• CONSIGNE 1
Veuillez citer le passage du texte étudié compris entre "Contrairement à Zinédine" et "saisons en Ligue 1.", ces deux bornes incluses.
• CONSIGNE 2
Énumérez les catégories de personnes qui, d'après le texte étudié, ont défilé pour défendre Zinédine Zidane mais pas Tony Chapron.
• CONSIGNE 3
Indiquez si chacune des affirmations suivantes concorde avec le texte étudié, en répondant par oui ou par non et en citant les mots décisifs du texte :
(a) Enfin Libre ! est une autobiographie.
(b) L'ouvrage sort le 7 novembre.
(c) La Fédération a réduit la suspension de Tony Chapron en appel.

• TEXTE ÉTUDIÉ
• • • •
Lui-même a semblé contribuer à ce statut de bouc émissaire : après plusieurs saisons discrètes, il a été l’auteur d’une sortie fracassante avec son « tacle » sur le Nantais Diego Carlos lors de Nantes-PSG en janvier.

Contrairement à Zinédine Zidane, qui lui aussi mit fin à sa carrière d’un ultime geste absurde, Tony Chapron n’assista pas à un défilé d’éditorialistes, de politiques et de philosophes pour le défendre. Il fut même lâché par sa hiérarchie et la Fédération qui le priva, en alourdissant sa suspension en appel, d’un dernier match pour clore ses quatorze saisons en Ligue 1.

Dans le vif de l’arbitrage

Enfin Libre !, qui sort le 7 novembre (éd. Arthaud), n’est pas une autobiographie. L’auteur n’y raconte que sa vie d’arbitre, livrant à la fois des réflexions sur l’exercice de l’arbitrage, ce passionnant sacerdoce, et un éclairage cru sur les coulisses de sa profession. L’ouvrage est conforme à l’homme, réputé intelligent, mais véritable aimant à polémiques.
• • • •
• ENTRÉES EXTRAITES
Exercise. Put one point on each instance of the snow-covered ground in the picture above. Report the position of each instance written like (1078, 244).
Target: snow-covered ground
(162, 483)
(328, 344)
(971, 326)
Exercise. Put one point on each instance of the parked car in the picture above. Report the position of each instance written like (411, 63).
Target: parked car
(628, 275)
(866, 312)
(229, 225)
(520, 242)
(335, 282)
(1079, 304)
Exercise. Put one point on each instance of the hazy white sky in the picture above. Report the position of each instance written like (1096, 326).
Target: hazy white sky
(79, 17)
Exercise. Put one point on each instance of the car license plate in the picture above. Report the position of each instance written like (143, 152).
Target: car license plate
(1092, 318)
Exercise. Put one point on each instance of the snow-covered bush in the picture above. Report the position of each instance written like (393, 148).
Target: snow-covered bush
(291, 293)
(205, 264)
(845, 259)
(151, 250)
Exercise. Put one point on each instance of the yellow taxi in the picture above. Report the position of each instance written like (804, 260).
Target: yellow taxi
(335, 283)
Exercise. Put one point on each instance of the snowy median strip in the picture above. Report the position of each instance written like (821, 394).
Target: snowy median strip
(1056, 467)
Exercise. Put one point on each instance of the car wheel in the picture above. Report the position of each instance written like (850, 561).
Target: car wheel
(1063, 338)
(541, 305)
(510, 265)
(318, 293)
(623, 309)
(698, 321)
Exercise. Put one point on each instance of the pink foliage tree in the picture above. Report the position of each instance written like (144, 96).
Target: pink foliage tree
• • • •
• CORRIGÉ DÉTAILLÉ 1
Contrairement à Zinédine Zidane, qui lui aussi mit fin à sa carrière d’un ultime geste absurde, Tony Chapron n’assista pas à un défilé d’éditorialistes, de politiques et de philosophes pour le défendre. Il fut même lâché par sa hiérarchie et la Fédération qui le priva, en alourdissant sa suspension en appel, d’un dernier match pour clore ses quatorze saisons en Ligue 1.

• CORRIGÉ DÉTAILLÉ 2
- éditorialistes
- politiques
- philosophes

• CORRIGÉ DÉTAILLÉ 3
(a) Non : « n’est pas une autobiographie »
(b) Oui : « qui sort le 7 novembre »
(c) Non : « en alourdissant sa suspension en appel »